Select every line in the rows below that contains the word "outcrop", and copy each of those lines as it appears.

────────

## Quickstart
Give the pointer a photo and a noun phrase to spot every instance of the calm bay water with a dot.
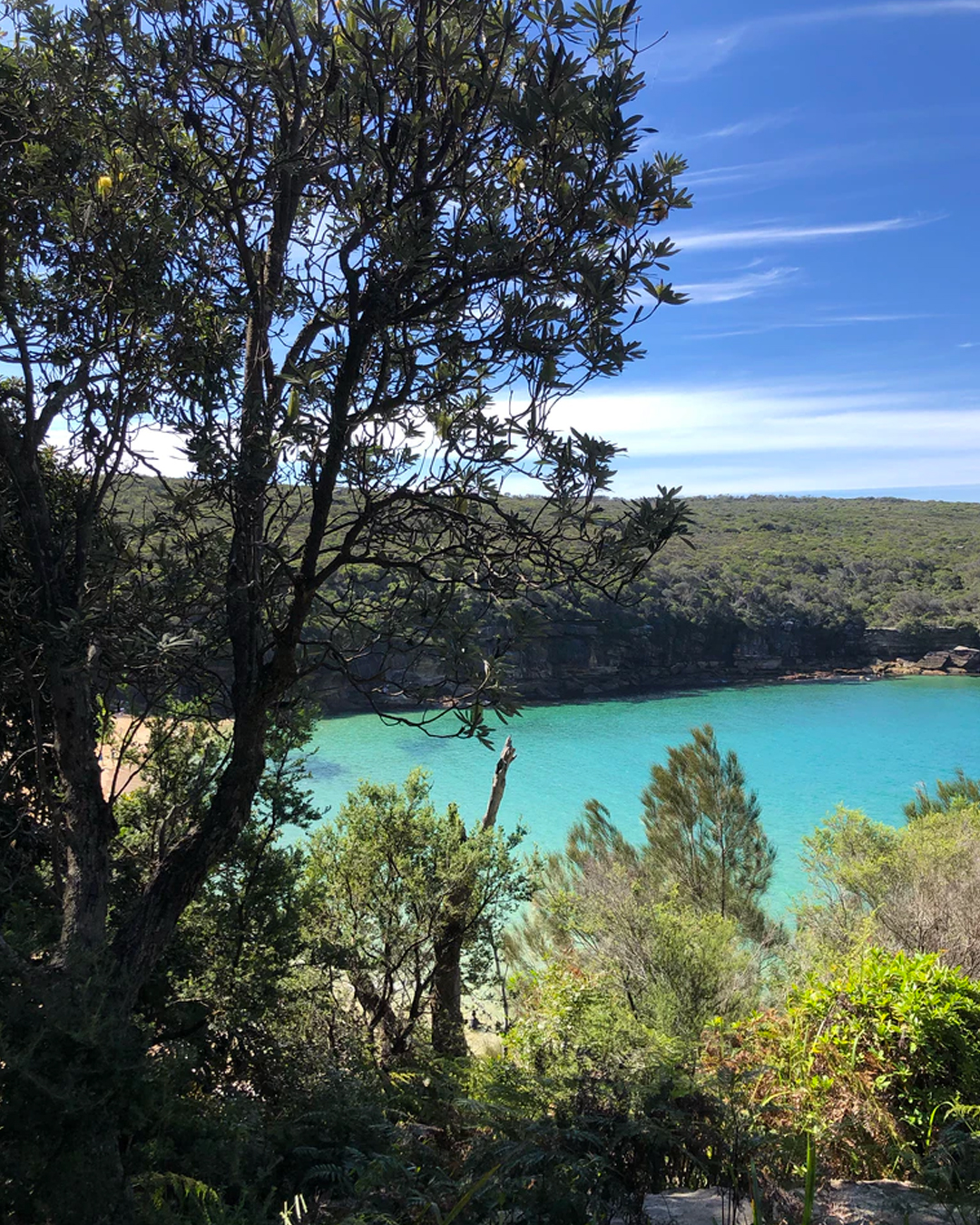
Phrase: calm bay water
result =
(805, 749)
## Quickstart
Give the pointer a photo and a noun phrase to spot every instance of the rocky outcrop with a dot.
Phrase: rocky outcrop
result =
(958, 662)
(622, 653)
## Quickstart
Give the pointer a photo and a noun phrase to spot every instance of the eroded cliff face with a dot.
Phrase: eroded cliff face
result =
(619, 655)
(573, 661)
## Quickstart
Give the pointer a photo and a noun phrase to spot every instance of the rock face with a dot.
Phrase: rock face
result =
(958, 662)
(620, 654)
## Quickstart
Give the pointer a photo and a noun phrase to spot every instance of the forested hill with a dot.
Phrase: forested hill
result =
(769, 585)
(885, 560)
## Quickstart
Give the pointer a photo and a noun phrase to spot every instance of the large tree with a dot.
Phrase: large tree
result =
(322, 247)
(704, 832)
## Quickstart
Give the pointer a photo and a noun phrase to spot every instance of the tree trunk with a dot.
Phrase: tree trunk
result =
(448, 1036)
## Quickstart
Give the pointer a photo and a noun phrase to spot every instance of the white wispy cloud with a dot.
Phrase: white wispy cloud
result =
(748, 126)
(690, 55)
(748, 284)
(744, 436)
(774, 235)
(793, 325)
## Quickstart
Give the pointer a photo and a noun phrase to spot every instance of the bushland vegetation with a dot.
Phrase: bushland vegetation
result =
(315, 247)
(639, 1021)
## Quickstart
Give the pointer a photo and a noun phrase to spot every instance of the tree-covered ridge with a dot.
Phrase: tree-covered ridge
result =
(885, 560)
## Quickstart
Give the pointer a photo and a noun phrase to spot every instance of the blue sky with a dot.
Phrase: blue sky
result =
(832, 340)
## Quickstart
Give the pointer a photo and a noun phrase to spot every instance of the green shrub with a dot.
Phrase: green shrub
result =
(874, 1060)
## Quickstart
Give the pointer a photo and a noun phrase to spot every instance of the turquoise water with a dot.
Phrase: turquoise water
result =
(805, 749)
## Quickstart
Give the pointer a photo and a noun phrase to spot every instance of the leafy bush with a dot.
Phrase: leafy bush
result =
(872, 1060)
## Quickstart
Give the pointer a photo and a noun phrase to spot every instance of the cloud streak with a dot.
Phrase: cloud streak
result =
(691, 55)
(776, 235)
(748, 126)
(749, 284)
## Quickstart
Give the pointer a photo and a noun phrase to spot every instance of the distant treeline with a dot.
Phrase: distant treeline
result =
(762, 584)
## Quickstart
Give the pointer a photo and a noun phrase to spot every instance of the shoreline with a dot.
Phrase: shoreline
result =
(878, 671)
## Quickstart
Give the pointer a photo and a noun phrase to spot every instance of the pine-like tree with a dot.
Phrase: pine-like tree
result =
(704, 833)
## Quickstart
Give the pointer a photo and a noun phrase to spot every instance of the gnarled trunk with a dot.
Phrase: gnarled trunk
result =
(447, 976)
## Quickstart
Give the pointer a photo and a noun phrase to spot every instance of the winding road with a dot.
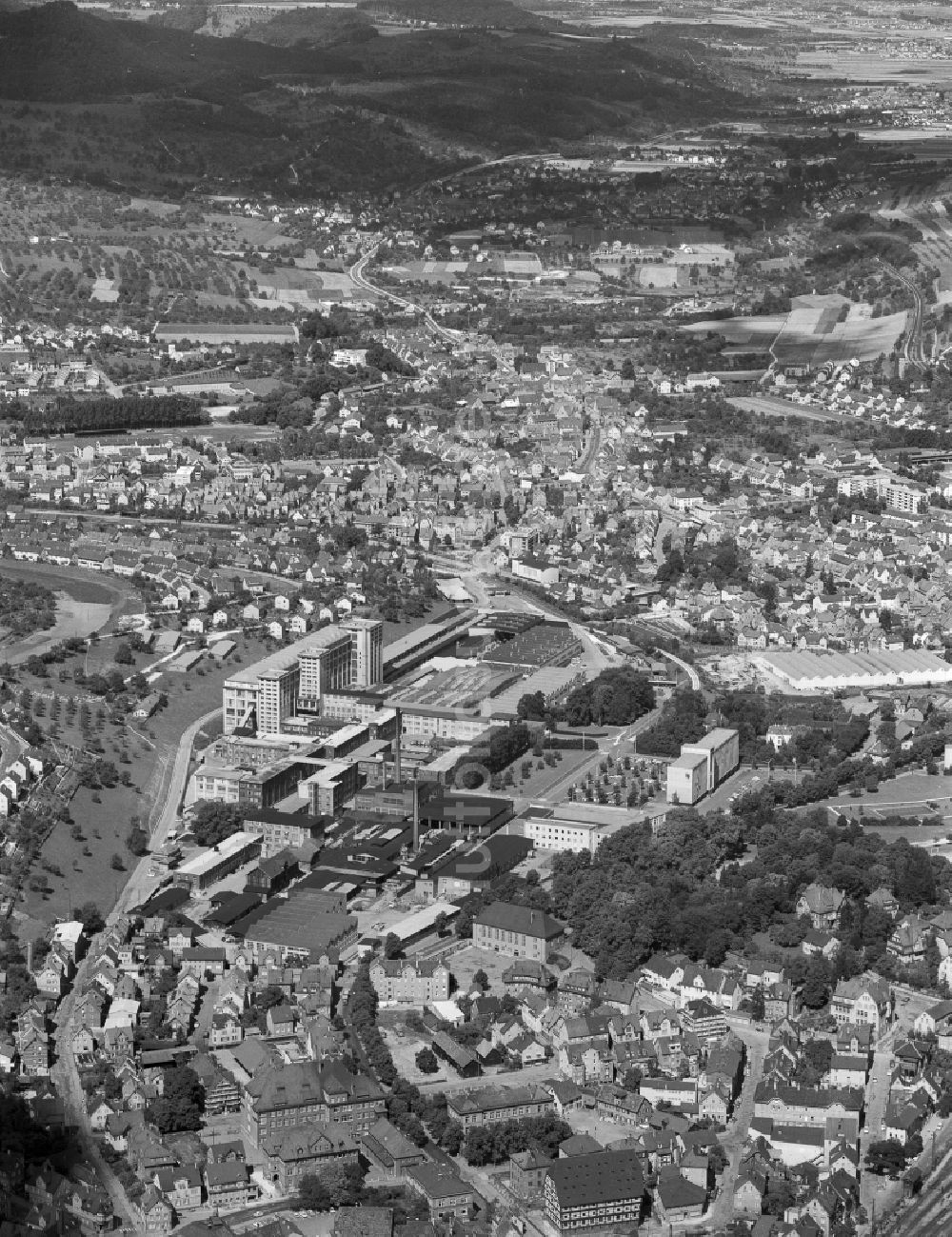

────────

| Exercise response |
Give the pointer a photo and a noun phrase to spot every instance of the rocky outcrop with a dot.
Phrase: rocky outcrop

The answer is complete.